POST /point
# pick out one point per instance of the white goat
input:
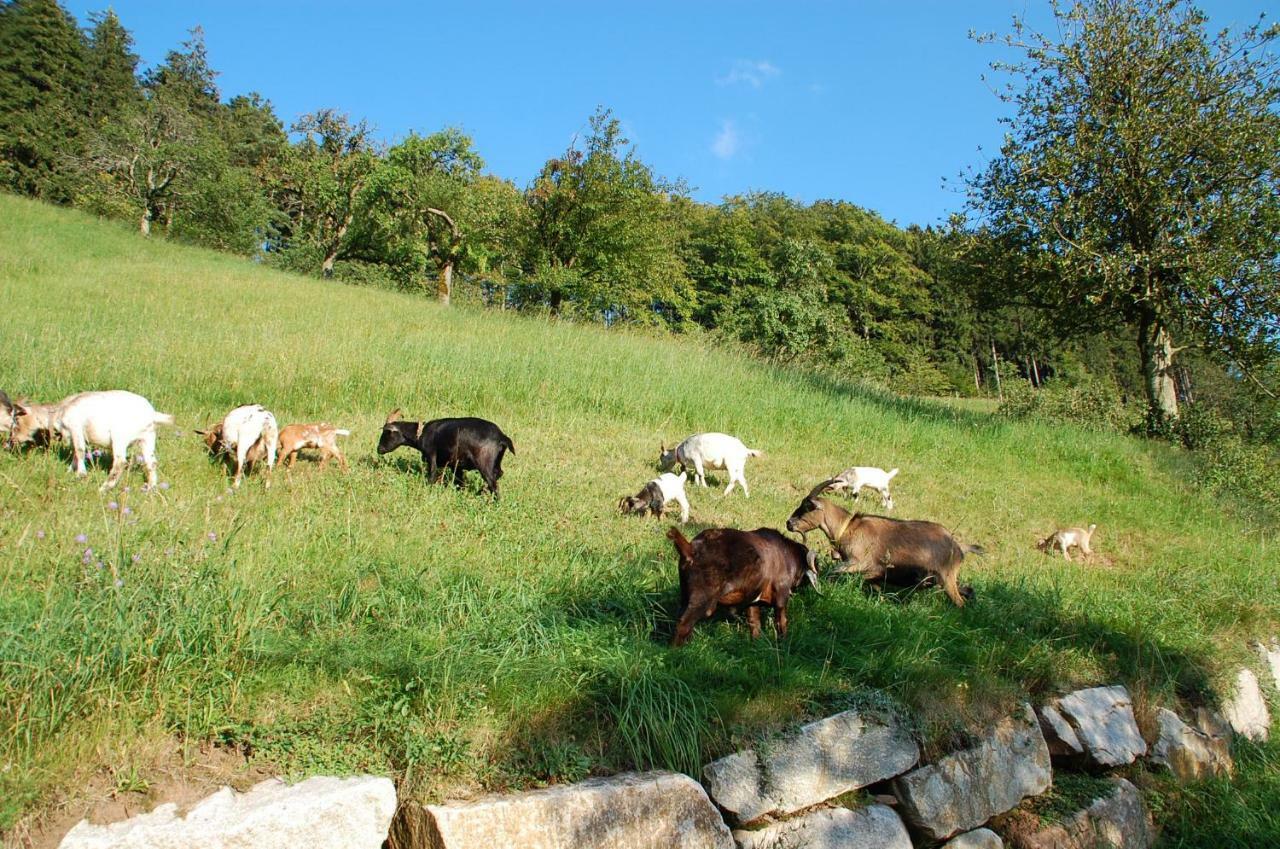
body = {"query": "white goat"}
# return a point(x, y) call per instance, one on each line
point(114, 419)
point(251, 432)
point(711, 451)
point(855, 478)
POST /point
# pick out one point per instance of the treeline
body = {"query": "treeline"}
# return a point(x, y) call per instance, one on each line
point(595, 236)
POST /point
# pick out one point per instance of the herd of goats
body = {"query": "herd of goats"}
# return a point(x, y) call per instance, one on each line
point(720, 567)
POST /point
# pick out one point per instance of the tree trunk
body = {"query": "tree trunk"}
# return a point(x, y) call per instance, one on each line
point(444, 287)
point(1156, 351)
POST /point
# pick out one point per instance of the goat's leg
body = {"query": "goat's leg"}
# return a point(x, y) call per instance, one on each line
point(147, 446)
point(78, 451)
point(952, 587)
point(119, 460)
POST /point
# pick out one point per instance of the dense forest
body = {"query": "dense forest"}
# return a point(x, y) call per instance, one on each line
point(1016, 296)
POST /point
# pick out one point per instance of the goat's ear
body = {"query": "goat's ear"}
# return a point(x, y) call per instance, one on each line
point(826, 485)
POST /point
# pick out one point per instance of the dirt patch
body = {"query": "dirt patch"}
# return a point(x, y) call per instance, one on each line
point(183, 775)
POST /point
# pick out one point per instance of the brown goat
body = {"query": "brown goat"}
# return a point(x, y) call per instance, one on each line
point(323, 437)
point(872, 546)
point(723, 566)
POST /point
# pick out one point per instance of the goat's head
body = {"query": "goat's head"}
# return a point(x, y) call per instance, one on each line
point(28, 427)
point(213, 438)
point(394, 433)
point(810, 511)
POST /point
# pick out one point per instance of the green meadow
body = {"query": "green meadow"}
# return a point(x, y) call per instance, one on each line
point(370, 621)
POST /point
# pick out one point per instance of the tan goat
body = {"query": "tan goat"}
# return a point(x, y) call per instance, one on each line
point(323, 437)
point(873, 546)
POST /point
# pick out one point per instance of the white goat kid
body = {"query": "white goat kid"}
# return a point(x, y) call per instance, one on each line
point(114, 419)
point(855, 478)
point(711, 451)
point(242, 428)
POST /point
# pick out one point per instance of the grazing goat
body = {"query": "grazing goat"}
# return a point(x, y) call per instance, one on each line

##############################

Return every line of the entries above word for word, but leave out the picture.

Output of the task:
POST /point
# pick out one point per instance of the white goat
input:
body = {"query": "white goat"}
# return a point(x, y) call per instance, one on each line
point(114, 419)
point(251, 432)
point(711, 451)
point(855, 478)
POST /point
# pick out one point per instance of the treeline
body = {"query": "treeline"}
# return a point(x, y) call per instance, one on each line
point(595, 236)
POST /point
# pick out one point per instance of the herd of goats
body = {"query": "herd of goats"}
# return a point(x, y) call per instance, one on each line
point(720, 567)
POST /point
# pick out one point per instance of the tree trunk
body = {"query": "tree trunk"}
# return a point(x, y) call per instance, one on each line
point(444, 287)
point(1156, 351)
POST /point
# pick out one point per instance of the goat's leg
body = {"query": "goat's leg"}
# return a point(x, y) call per instance, one on each line
point(147, 446)
point(78, 451)
point(952, 587)
point(119, 460)
POST /point
# pick out one point per instance of the dense forest
body = {"query": "dense forest"}
# return a point(x, y) call per instance, one on each line
point(1016, 296)
POST /point
# pick out one point per instance of the goat's ear
body = {"query": "goat's ear"}
# return a point(x, y) call per instance, one on each line
point(826, 485)
POST /point
# pick out one point per instance of the dirt patch
body = {"query": "dirt patch"}
# return a point(x, y) call per instance, one on each line
point(183, 775)
POST /point
# pick out one point per instance of the brown goat
body = {"query": "brown goat"}
# return a point(x, y) call per instance, one on each line
point(323, 437)
point(872, 546)
point(723, 566)
POST /point
# pick out one point per instance of the goat's head
body = {"query": "goat's head"}
# return a point(x, y) call per instance, one on each line
point(28, 427)
point(213, 438)
point(394, 433)
point(810, 511)
POST /point
# pick out one point per instance of the green meadow
body = {"query": "green meadow"}
# return a point(x, y) call per instance, one on each line
point(370, 621)
POST /point
# pick out one point per instance of the tan goat
body = {"query": "tan goat"}
# return a point(x, y) call per instance, one on each line
point(323, 437)
point(873, 546)
POST /point
# pick out one point per instance of the white goat kid
body = {"query": "white goat kid"}
# return a point(x, y) call per instance, one on each line
point(114, 419)
point(855, 478)
point(711, 451)
point(242, 428)
POST /point
# pick out one point per instance of the grazing goat
body = {"query": "grazing goat"}
# return a point(x, y) call per instance, one on each line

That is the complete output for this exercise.